**Work instructions:** Convert the material, starting at its first line and ending at the line that contains "POLYGON ((36 173, 87", into a JSON list of strings with one string per line, omitting blank lines. Leave the pictures out.

Contour annotation records
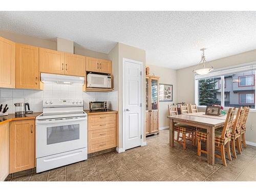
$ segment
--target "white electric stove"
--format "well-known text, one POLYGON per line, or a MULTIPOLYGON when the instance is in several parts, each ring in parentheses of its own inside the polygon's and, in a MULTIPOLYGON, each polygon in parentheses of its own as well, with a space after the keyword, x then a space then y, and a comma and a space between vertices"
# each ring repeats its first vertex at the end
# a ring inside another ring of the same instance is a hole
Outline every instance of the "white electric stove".
POLYGON ((36 173, 87 159, 87 114, 82 99, 44 100, 36 118, 36 173))

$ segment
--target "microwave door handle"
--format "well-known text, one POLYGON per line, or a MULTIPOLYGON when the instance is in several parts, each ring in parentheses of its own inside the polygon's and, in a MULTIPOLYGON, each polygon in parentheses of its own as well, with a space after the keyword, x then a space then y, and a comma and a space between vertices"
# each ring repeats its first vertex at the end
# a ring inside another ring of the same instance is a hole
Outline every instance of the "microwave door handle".
POLYGON ((63 120, 51 120, 50 121, 49 120, 37 120, 36 121, 36 124, 56 124, 56 123, 67 123, 67 122, 76 122, 76 121, 82 121, 83 120, 86 120, 87 117, 83 117, 83 118, 74 118, 72 119, 63 119, 63 120))

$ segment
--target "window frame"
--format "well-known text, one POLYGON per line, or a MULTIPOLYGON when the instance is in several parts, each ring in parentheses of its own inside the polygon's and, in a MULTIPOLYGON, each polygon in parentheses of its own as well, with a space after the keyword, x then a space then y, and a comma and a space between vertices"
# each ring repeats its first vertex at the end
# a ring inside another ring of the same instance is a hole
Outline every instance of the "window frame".
MULTIPOLYGON (((256 105, 255 102, 255 95, 256 94, 256 83, 255 82, 255 75, 256 75, 256 61, 250 62, 248 63, 241 64, 237 66, 233 66, 232 67, 227 67, 223 68, 219 68, 217 70, 214 70, 212 72, 209 73, 208 74, 205 75, 198 75, 196 74, 194 74, 194 103, 198 106, 199 109, 205 109, 206 108, 206 105, 199 105, 199 101, 198 101, 198 81, 200 79, 204 79, 204 78, 214 78, 216 77, 220 77, 222 84, 224 83, 224 79, 226 80, 225 78, 225 76, 228 74, 234 74, 234 73, 241 73, 241 72, 246 72, 248 71, 253 71, 254 74, 252 75, 248 75, 245 76, 253 76, 253 86, 249 86, 250 87, 254 87, 254 89, 253 90, 254 91, 254 93, 252 93, 251 94, 254 94, 254 103, 242 103, 241 104, 254 104, 255 105, 255 109, 251 109, 250 110, 250 113, 256 113, 256 105)), ((239 79, 238 79, 239 80, 239 79)), ((218 83, 219 84, 219 83, 218 83)), ((226 85, 226 84, 225 84, 226 85)), ((248 86, 247 86, 248 87, 248 86)), ((225 88, 222 87, 220 88, 221 89, 221 105, 223 106, 224 110, 228 110, 230 108, 229 106, 225 106, 225 88)), ((249 90, 248 90, 249 91, 249 90)), ((250 94, 250 93, 244 93, 250 94)), ((240 96, 239 95, 239 99, 240 100, 240 96)))
POLYGON ((255 104, 255 94, 254 94, 253 93, 239 93, 239 95, 238 96, 238 99, 239 99, 239 104, 255 104), (241 102, 241 95, 246 95, 246 103, 242 103, 241 102), (247 94, 253 94, 253 103, 248 103, 247 102, 247 94))
POLYGON ((238 87, 239 88, 243 88, 243 87, 253 87, 253 86, 254 86, 255 84, 255 75, 254 74, 252 74, 252 75, 242 75, 242 76, 238 76, 238 87), (252 85, 251 85, 251 86, 241 86, 240 85, 240 82, 241 82, 241 80, 240 80, 240 78, 241 77, 245 77, 245 84, 246 84, 246 78, 247 77, 249 77, 249 76, 252 76, 253 77, 253 79, 252 79, 252 82, 253 82, 253 84, 252 85))

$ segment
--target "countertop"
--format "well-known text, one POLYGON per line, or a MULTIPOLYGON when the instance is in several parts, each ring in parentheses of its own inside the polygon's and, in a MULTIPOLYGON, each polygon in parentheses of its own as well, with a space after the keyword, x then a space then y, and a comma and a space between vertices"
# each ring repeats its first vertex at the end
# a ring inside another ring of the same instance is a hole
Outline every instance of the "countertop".
POLYGON ((41 113, 42 112, 27 114, 26 115, 26 117, 15 117, 14 114, 9 114, 5 116, 0 116, 0 124, 17 120, 35 119, 36 116, 41 113))
POLYGON ((89 110, 83 110, 84 112, 87 113, 87 115, 99 115, 99 114, 106 114, 108 113, 117 113, 117 111, 114 111, 114 110, 108 110, 106 111, 90 111, 89 110))

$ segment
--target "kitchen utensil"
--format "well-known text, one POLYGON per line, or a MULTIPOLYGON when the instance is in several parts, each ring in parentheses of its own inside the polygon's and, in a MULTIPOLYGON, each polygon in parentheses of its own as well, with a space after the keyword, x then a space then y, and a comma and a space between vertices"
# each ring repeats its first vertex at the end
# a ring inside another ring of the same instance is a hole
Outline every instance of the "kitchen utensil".
POLYGON ((26 103, 25 104, 25 114, 27 113, 33 113, 33 111, 30 111, 30 108, 29 106, 29 103, 26 103), (28 107, 28 110, 27 110, 27 107, 28 107))

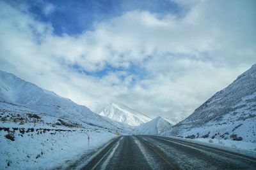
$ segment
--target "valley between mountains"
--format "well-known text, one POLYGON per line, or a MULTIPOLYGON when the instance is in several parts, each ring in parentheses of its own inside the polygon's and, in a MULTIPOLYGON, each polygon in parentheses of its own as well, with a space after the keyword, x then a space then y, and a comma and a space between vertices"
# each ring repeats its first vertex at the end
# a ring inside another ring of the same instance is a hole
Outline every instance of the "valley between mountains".
POLYGON ((136 158, 129 146, 148 169, 203 169, 218 160, 227 169, 253 169, 256 65, 188 117, 168 118, 150 117, 120 103, 93 113, 0 71, 0 120, 1 169, 125 169, 131 167, 123 166, 136 158), (169 155, 172 152, 175 158, 169 155), (201 162, 200 166, 195 161, 201 162), (113 162, 120 166, 111 166, 113 162))

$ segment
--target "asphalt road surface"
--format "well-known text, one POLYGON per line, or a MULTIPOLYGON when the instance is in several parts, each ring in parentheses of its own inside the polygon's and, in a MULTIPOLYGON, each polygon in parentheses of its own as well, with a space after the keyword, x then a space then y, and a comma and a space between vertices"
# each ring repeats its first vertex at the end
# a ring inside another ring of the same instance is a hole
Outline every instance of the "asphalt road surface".
POLYGON ((256 159, 157 136, 117 138, 83 169, 256 169, 256 159))

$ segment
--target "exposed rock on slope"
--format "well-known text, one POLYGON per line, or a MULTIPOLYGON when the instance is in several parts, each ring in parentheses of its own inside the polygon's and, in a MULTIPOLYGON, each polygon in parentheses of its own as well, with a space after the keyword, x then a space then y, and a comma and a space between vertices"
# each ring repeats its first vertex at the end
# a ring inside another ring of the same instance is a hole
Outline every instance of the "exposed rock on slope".
POLYGON ((256 64, 165 134, 256 142, 255 122, 256 64))
POLYGON ((123 127, 120 124, 94 113, 84 106, 1 71, 0 102, 20 105, 37 113, 100 127, 111 129, 116 129, 116 126, 123 127))

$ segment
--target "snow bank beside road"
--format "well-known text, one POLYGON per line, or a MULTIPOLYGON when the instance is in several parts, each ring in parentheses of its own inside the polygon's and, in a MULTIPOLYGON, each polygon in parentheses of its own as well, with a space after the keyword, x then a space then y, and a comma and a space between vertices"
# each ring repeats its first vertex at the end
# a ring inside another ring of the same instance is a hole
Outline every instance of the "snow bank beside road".
POLYGON ((39 131, 35 131, 22 136, 15 132, 15 141, 7 139, 5 136, 8 132, 1 131, 0 169, 49 169, 77 159, 81 153, 99 147, 115 136, 108 131, 49 131, 39 134, 39 131), (86 134, 90 136, 89 147, 86 134))
MULTIPOLYGON (((166 137, 165 136, 165 137, 166 137)), ((209 139, 209 138, 195 138, 195 139, 186 139, 179 137, 170 137, 168 138, 182 140, 184 141, 191 142, 194 143, 200 144, 201 145, 211 146, 227 151, 230 151, 235 153, 241 153, 249 157, 256 158, 256 143, 246 141, 237 141, 232 140, 220 140, 219 143, 218 139, 209 139), (209 143, 209 140, 212 140, 212 143, 209 143)))

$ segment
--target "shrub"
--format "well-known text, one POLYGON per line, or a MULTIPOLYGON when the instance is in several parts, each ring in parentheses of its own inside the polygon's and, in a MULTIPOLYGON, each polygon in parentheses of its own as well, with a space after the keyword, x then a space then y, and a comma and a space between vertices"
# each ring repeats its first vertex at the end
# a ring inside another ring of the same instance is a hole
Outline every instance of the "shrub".
POLYGON ((39 117, 38 115, 37 115, 36 114, 30 114, 30 113, 28 113, 28 117, 29 117, 29 118, 38 118, 38 119, 41 118, 41 117, 39 117))
POLYGON ((1 117, 1 121, 2 121, 2 122, 7 121, 7 117, 1 117))
POLYGON ((185 137, 185 138, 195 139, 195 134, 192 134, 185 137))
POLYGON ((6 138, 7 139, 8 139, 9 140, 11 140, 12 141, 14 141, 15 139, 14 139, 14 136, 13 134, 10 134, 8 133, 8 134, 6 134, 6 136, 4 136, 5 138, 6 138))

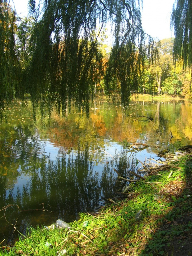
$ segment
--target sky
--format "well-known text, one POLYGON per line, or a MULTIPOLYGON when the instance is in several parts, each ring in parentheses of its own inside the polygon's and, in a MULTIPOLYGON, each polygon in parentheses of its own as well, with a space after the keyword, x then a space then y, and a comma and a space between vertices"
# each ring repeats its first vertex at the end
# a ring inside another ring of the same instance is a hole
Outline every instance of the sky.
MULTIPOLYGON (((170 19, 175 1, 143 0, 142 20, 146 33, 160 40, 174 37, 174 32, 170 30, 170 19)), ((18 15, 27 15, 28 0, 11 0, 11 4, 13 1, 18 15)))

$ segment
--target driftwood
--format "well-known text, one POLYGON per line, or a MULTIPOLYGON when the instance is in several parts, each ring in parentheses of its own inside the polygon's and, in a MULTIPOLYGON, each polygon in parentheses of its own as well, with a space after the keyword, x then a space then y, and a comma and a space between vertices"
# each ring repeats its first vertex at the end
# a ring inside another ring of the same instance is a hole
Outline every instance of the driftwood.
POLYGON ((142 176, 141 176, 140 175, 139 175, 138 174, 135 173, 134 172, 130 172, 131 173, 133 174, 133 175, 134 175, 135 176, 136 176, 136 177, 137 177, 138 178, 141 178, 141 179, 144 179, 144 180, 146 180, 146 179, 144 178, 144 177, 143 177, 142 176))

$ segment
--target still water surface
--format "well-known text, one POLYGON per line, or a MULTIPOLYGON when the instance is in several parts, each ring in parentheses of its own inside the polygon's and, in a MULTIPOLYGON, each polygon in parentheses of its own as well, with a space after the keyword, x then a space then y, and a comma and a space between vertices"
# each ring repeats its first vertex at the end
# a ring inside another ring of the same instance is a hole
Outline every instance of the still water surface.
POLYGON ((8 206, 0 211, 0 242, 25 234, 29 225, 73 221, 116 195, 113 168, 129 176, 140 166, 137 159, 157 160, 163 149, 173 153, 192 144, 192 106, 184 102, 133 102, 125 112, 99 98, 89 119, 73 110, 35 124, 30 103, 18 102, 6 114, 0 127, 0 209, 8 206), (129 147, 135 143, 148 146, 129 147))

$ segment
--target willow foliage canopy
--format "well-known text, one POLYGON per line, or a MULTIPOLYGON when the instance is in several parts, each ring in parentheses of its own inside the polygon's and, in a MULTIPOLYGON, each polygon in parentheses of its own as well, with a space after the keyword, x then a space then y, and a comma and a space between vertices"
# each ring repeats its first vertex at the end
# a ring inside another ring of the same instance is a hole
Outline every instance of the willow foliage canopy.
MULTIPOLYGON (((0 0, 2 19, 6 17, 2 13, 4 3, 6 1, 0 0)), ((5 45, 9 44, 11 66, 18 69, 6 70, 4 76, 17 74, 10 77, 12 82, 1 81, 1 86, 8 89, 8 94, 14 90, 20 97, 28 94, 34 110, 40 105, 43 117, 47 107, 50 113, 54 107, 64 115, 67 104, 70 107, 72 102, 88 113, 95 85, 102 78, 108 93, 118 89, 126 107, 131 94, 137 90, 145 58, 153 59, 156 53, 152 38, 142 28, 141 3, 139 0, 44 0, 37 7, 35 0, 29 0, 34 22, 30 39, 22 41, 27 57, 24 65, 23 51, 15 50, 12 30, 6 36, 10 40, 5 38, 0 50, 1 56, 6 55, 5 45), (98 38, 109 24, 114 42, 104 68, 98 38)), ((2 22, 0 29, 6 33, 10 29, 2 28, 2 22)), ((17 38, 19 41, 19 35, 17 38)), ((4 61, 9 64, 7 60, 4 61)), ((3 72, 2 66, 0 68, 3 72)), ((2 90, 0 94, 2 101, 6 95, 2 90)))
POLYGON ((192 0, 177 0, 173 6, 171 24, 175 38, 173 46, 175 61, 181 59, 184 67, 192 68, 192 0))

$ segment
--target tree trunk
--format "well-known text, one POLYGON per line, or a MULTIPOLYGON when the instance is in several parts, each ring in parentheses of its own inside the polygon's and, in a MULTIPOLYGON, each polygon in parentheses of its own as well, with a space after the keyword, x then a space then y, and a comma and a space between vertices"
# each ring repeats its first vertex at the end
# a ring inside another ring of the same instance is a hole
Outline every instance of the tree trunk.
POLYGON ((161 70, 161 72, 159 74, 159 78, 158 79, 157 72, 156 72, 156 80, 157 80, 157 94, 158 95, 160 95, 161 91, 161 80, 162 73, 162 70, 161 70))

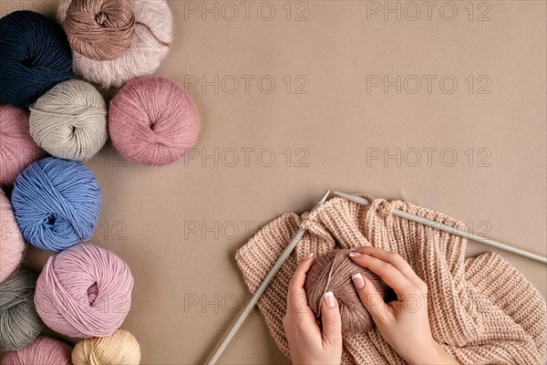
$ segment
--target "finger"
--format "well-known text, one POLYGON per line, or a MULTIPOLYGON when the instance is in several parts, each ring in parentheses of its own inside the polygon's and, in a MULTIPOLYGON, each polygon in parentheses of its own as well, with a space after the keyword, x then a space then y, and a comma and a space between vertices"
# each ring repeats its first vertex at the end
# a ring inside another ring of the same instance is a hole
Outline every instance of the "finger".
POLYGON ((379 323, 387 323, 394 318, 393 309, 386 304, 370 280, 363 277, 360 273, 353 275, 351 279, 363 306, 368 310, 377 326, 379 323))
POLYGON ((380 276, 395 291, 399 299, 414 293, 416 285, 391 264, 361 253, 352 252, 349 256, 356 264, 366 267, 380 276))
POLYGON ((323 339, 329 344, 342 343, 342 319, 338 301, 332 292, 325 293, 321 303, 323 339))

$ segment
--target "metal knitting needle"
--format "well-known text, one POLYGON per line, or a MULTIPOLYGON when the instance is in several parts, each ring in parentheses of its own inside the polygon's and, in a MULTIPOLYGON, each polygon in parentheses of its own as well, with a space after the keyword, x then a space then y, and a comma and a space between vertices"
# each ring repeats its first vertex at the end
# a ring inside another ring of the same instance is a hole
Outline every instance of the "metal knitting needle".
MULTIPOLYGON (((325 193, 325 195, 323 195, 323 197, 321 198, 321 200, 319 202, 317 202, 315 206, 314 206, 314 209, 312 209, 312 212, 315 211, 319 205, 324 203, 326 201, 326 198, 328 197, 329 194, 330 194, 330 190, 327 191, 325 193)), ((256 302, 258 302, 258 299, 260 299, 262 295, 264 293, 264 291, 270 285, 270 282, 272 282, 272 279, 274 278, 274 276, 275 276, 275 274, 277 274, 277 272, 279 271, 279 269, 281 268, 283 264, 289 257, 289 255, 291 255, 291 253, 296 246, 296 244, 298 244, 298 242, 302 239, 302 236, 304 235, 304 233, 305 233, 305 229, 299 228, 298 231, 296 232, 296 234, 294 235, 294 236, 293 236, 293 239, 291 240, 289 245, 285 247, 285 249, 283 251, 283 253, 277 259, 277 262, 275 263, 275 265, 274 265, 274 267, 272 267, 272 269, 270 270, 268 275, 266 275, 264 281, 263 281, 263 283, 260 285, 258 289, 253 295, 253 297, 251 298, 251 301, 249 302, 249 304, 247 304, 245 310, 243 311, 243 313, 240 315, 240 317, 237 318, 237 320, 233 323, 233 325, 232 325, 230 331, 224 337, 224 339, 222 339, 222 342, 220 344, 220 346, 214 351, 212 356, 209 359, 209 360, 207 361, 207 364, 209 364, 209 365, 215 364, 216 361, 221 357, 221 355, 222 354, 222 352, 224 352, 224 349, 226 349, 226 347, 228 347, 228 344, 230 343, 230 341, 235 335, 235 333, 238 331, 240 327, 243 324, 243 322, 245 321, 245 318, 247 318, 249 313, 251 313, 251 310, 254 308, 254 306, 256 305, 256 302)))
MULTIPOLYGON (((357 203, 363 204, 363 205, 370 205, 370 202, 367 199, 363 198, 361 196, 349 194, 347 193, 340 193, 340 192, 334 192, 334 193, 335 193, 335 195, 341 196, 341 197, 343 197, 345 199, 347 199, 349 201, 352 201, 354 203, 357 203)), ((422 224, 424 225, 427 225, 427 226, 429 226, 429 227, 432 227, 432 228, 437 228, 437 229, 439 229, 441 231, 445 231, 445 232, 448 232, 449 234, 452 234, 452 235, 459 235, 459 236, 463 237, 463 238, 468 238, 468 239, 471 239, 473 241, 480 242, 482 244, 485 244, 485 245, 491 245, 492 247, 500 248, 501 250, 511 252, 513 254, 517 254, 517 255, 520 255, 521 256, 532 258, 532 260, 536 260, 536 261, 539 261, 541 263, 547 264, 547 257, 546 256, 542 256, 541 255, 538 255, 538 254, 535 254, 533 252, 530 252, 530 251, 524 250, 522 248, 513 247, 512 245, 504 244, 502 242, 496 241, 496 240, 491 239, 491 238, 484 237, 482 235, 474 235, 474 234, 466 232, 466 231, 462 231, 462 230, 458 229, 456 227, 451 227, 449 225, 443 224, 439 223, 439 222, 430 221, 428 219, 420 217, 418 215, 411 214, 409 213, 403 212, 403 211, 398 210, 398 209, 394 209, 393 212, 392 212, 392 214, 393 214, 393 215, 397 215, 397 216, 399 216, 401 218, 406 218, 406 219, 408 219, 409 221, 419 223, 419 224, 422 224)))

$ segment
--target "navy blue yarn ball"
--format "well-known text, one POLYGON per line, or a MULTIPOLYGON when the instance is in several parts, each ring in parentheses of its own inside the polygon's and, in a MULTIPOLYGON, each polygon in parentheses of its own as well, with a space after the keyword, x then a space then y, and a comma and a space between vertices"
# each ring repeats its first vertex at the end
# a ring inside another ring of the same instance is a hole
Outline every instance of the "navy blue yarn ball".
POLYGON ((31 163, 17 176, 12 193, 25 239, 55 252, 91 238, 101 200, 102 191, 89 169, 54 157, 31 163))
POLYGON ((0 100, 26 107, 71 76, 72 54, 61 26, 26 10, 0 18, 0 100))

**Reply to the exercise:**
[
  "$ segment",
  "--target \"white electric stove\"",
  "--format \"well-known text, one POLYGON per line, or a MULTIPOLYGON when the instance is in several parts, each ring in parentheses of its own inside the polygon's and, in a MULTIPOLYGON, each polygon in parentheses of its own as well, with a space after the keyword, x then a space then y, and a comma and a space between vertices\"",
  "# each ring repeats its first vertex at the end",
  "# a ring inside another ring of the same instance is a hole",
  "Outline every instance of the \"white electric stove\".",
  "POLYGON ((36 173, 87 159, 87 114, 82 99, 44 100, 36 118, 36 173))"
]